--- RECORDS SHOWN ---
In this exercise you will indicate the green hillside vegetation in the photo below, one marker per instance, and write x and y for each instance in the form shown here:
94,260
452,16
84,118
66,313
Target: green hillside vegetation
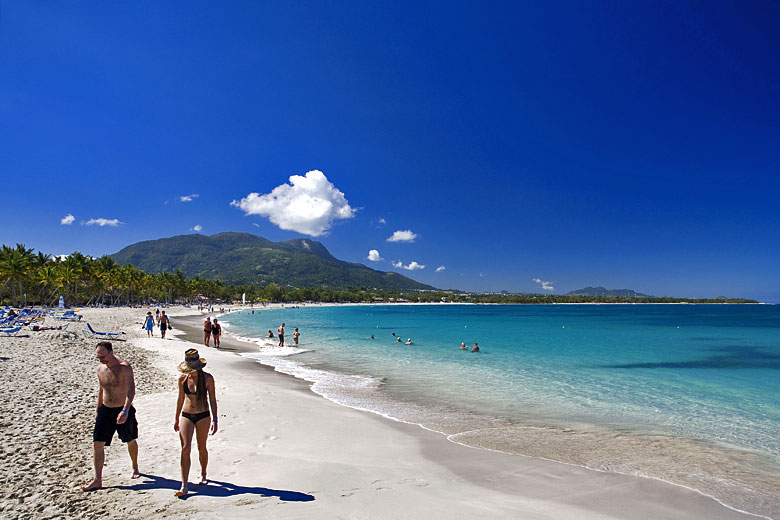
---
#### TASK DETAILS:
Go through the data above and return each line containing the string "hillside".

#### WORKED SOLUTION:
In this exercise you will indicate the green hillside vegetation in the photo below, one marker per instance, and write x and y for each instance in the form shown here:
Target: green hillside vegetation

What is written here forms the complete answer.